**Compiti da svolgere**
**A)** Trascrivi il passo del testo sulle fake news compreso tra "A 189 soggetti, con" e "virali tali contenuti.", estremi inclusi.
**B)** Secondo il testo sulle fake news, quale fascia d'età avevano i soggetti a cui sono state sottoposte le notizie?

**Sezione del documento**

<<<<

Alla luce di quanto accaduto negli ultimi anni, con il fenomeno delle fake news sempre più diffuse attraverso le piattaforme social, tanto da arrivare ad influenzare la vita politica di diversi paesi tra cui gli Stati Uniti, la Michigan State University ha pubblicato lo studio Problematic social media use is associated with believing in and engaging with fake news per indagare quale sia la dinamica del fenomeno e perché sia così pregnante.
I dati sulla fruizione dell’informazione negli Usa hanno rilevato che oltre il 60% della popolazione ha come fonte di informazione principale i social network, dove è ben più facile essere esposti a notizie non verificate e totalmente false. L’informazione falsa e non verificata, che in breve identifichiamo come fake news ha una circolazione ben più rapida rispetto alle notizie vere e verificate.
La maggiore circolazione è dovuta proprio all’alto numero di interazioni generate, poiché spesso queste notizie sono create ad hoc per tale fine, sfruttando sensazionalismo, titoli clickbait, un linguaggio emotivamente coinvolgente che fa leva su paure e stereotipi. Così si suscita facilmente una reazione di immediato sconvolgimento che porta il fruitore della fake news a farla circolare sempre di più.
“I social media sono onnipresenti nella nostra vita quotidiana e alcune persone ne fanno un uso eccessivo. Abbiamo scoperto che questo uso problematico è associato a una maggiore tendenza a credere e a interagire con la disinformazione, contribuendo così alla sua moltiplicazione”, spiega Dar Meshi, professore associato alla Michigan State University e coautore insieme alla professoressa Maria D. Molina dello studio, pubblicato sulla rivista PLOS One.
A 189 soggetti, con un’età compresa tra i 18 e i 26 anni, sono state sottoposte 20 notizie in forma di post di social media, dieci vere e dieci false in ordine randomico. I partecipanti in base alla loro convinzione riguardo le notizie, se fossero queste vere o false dovevano interagire come su un vero social network, con commenti, like e condivisioni.
I risultati della ricerca hanno evidenziato come chi fa un uso problematico dei social, ha un’alta propensione, fino a tre volte superiore, di ritenere vere notizie palesemente false. Inoltre, più tempo si passava sulle piattaforme, allontanandosi da una vita reale e fisica, più aumenta la fiducia nelle fake news. A meno senso critico, corrisponde inoltre una maggiore propensione ad interagire con la falsa informazione e quindi rendere sempre più virali tali contenuti.

>>>>

**Informazioni riportate**
<<<<

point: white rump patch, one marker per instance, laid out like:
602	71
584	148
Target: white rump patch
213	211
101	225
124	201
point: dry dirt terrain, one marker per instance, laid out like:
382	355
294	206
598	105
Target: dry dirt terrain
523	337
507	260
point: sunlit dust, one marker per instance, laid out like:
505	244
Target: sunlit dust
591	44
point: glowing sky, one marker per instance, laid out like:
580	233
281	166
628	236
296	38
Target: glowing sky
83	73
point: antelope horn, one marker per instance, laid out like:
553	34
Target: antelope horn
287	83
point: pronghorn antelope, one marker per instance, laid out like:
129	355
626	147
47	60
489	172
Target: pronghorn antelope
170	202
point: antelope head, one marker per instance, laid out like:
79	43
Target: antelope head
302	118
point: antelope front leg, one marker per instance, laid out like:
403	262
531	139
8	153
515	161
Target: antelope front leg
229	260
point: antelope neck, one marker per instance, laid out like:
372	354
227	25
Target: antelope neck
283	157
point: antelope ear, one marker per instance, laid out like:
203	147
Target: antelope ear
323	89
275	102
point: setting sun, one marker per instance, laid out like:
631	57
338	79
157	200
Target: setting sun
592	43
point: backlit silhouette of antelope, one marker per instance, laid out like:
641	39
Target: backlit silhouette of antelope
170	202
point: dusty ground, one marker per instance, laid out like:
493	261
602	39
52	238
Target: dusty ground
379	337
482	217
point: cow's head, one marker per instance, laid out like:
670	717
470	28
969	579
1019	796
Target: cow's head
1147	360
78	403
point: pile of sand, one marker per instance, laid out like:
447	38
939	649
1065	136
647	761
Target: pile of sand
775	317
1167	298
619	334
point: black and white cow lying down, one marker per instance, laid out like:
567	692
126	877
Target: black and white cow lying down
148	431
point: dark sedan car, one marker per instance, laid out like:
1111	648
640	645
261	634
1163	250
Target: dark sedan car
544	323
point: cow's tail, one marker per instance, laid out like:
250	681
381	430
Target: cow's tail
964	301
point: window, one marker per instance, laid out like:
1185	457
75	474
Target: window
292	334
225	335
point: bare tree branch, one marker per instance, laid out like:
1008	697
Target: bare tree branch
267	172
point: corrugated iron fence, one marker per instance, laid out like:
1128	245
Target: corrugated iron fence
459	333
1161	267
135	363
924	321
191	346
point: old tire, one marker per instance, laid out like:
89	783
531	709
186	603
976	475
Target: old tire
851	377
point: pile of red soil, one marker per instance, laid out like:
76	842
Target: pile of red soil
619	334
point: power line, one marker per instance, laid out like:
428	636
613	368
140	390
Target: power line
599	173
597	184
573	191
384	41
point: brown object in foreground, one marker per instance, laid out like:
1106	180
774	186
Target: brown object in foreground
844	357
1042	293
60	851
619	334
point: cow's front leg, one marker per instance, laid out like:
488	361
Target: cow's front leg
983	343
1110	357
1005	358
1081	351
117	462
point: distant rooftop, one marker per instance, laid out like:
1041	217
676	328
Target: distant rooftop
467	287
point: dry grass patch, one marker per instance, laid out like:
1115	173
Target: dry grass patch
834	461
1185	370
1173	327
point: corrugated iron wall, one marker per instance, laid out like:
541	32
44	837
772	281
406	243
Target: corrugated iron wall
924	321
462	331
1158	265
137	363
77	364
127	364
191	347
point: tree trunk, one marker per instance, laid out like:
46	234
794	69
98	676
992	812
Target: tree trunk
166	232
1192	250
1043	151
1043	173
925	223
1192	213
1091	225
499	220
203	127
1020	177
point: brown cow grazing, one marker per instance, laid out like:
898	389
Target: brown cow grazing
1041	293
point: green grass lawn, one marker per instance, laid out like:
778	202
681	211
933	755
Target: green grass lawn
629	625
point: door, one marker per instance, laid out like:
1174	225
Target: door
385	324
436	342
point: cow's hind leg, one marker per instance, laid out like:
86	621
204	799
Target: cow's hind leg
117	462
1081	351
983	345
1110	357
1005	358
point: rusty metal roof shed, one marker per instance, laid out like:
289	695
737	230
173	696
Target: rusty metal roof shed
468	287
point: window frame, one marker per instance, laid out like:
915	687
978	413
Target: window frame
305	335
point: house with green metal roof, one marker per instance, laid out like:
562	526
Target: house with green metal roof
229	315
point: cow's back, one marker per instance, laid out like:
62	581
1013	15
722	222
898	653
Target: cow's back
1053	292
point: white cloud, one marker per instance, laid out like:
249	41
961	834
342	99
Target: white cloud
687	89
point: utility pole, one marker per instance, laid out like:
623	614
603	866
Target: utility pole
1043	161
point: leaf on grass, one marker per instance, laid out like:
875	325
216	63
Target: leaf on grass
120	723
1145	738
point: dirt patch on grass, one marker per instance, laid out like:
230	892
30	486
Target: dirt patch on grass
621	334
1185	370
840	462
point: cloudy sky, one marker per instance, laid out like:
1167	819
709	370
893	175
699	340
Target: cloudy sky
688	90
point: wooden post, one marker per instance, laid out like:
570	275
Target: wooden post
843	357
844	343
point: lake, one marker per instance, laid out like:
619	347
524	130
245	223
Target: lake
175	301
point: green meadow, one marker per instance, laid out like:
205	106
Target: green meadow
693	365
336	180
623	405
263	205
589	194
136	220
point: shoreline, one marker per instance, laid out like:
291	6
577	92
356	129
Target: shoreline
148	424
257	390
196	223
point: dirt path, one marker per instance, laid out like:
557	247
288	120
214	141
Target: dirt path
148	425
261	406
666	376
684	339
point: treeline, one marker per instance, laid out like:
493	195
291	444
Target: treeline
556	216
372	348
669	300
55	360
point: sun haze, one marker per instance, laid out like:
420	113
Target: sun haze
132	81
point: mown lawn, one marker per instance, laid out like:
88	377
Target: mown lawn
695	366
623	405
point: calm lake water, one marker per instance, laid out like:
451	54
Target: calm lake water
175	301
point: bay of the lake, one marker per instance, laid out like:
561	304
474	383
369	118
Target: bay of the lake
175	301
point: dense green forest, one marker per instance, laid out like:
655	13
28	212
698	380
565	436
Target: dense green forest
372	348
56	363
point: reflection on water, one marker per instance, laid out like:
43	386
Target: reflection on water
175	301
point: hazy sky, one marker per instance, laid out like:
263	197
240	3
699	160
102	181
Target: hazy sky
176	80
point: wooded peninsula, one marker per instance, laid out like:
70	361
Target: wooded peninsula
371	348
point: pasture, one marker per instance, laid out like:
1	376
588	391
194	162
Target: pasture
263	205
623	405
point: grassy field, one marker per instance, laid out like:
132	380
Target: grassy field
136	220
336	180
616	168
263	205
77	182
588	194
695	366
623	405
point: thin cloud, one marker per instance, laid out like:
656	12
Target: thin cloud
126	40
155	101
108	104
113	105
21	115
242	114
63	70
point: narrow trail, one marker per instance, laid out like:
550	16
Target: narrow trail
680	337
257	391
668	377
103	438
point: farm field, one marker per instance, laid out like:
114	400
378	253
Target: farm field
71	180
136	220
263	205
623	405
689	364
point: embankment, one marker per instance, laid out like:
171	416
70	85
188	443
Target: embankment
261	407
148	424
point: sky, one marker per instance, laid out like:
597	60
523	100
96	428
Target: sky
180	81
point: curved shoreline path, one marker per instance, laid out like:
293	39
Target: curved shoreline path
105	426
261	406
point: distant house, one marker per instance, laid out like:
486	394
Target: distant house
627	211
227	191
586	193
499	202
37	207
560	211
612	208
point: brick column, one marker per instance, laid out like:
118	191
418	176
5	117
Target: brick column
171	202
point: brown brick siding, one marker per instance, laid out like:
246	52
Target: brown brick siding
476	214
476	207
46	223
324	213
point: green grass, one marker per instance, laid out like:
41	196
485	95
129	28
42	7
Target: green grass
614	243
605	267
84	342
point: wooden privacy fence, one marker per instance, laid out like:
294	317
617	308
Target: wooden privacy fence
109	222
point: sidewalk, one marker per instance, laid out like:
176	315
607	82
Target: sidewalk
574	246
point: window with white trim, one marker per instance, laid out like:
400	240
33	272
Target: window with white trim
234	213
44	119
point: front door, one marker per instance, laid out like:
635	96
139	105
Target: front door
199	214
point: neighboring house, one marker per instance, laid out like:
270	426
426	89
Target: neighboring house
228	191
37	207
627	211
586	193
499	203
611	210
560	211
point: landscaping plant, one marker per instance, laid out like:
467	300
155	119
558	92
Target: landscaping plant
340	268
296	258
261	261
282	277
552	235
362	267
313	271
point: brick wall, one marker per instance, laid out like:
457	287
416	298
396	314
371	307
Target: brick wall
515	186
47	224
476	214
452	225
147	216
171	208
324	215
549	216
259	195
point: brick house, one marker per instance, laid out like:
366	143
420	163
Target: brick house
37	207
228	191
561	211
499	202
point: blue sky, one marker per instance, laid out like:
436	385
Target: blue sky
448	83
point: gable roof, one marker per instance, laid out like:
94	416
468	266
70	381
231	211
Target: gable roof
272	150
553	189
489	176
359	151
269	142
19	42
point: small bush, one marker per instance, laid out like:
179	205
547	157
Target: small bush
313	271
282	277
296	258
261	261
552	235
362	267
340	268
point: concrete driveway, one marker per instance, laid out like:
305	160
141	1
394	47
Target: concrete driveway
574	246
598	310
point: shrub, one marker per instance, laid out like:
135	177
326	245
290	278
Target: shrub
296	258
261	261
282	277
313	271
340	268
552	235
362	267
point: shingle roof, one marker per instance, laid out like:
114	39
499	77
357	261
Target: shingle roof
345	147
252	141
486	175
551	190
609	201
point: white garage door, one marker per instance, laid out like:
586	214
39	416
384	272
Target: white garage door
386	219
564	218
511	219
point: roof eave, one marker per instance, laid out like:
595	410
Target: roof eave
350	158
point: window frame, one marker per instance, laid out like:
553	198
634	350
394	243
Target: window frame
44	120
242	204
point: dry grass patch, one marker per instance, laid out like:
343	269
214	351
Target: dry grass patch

>>>>

**Risposte corrette**
**A)**
A 189 soggetti, con un’età compresa tra i 18 e i 26 anni, sono state sottoposte 20 notizie in forma di post di social media, dieci vere e dieci false in ordine randomico. I partecipanti in base alla loro convinzione riguardo le notizie, se fossero queste vere o false dovevano interagire come su un vero social network, con commenti, like e condivisioni.
I risultati della ricerca hanno evidenziato come chi fa un uso problematico dei social, ha un’alta propensione, fino a tre volte superiore, di ritenere vere notizie palesemente false. Inoltre, più tempo si passava sulle piattaforme, allontanandosi da una vita reale e fisica, più aumenta la fiducia nelle fake news. A meno senso critico, corrisponde inoltre una maggiore propensione ad interagire con la falsa informazione e quindi rendere sempre più virali tali contenuti.

**B)** Tra i 18 e i 26 anni.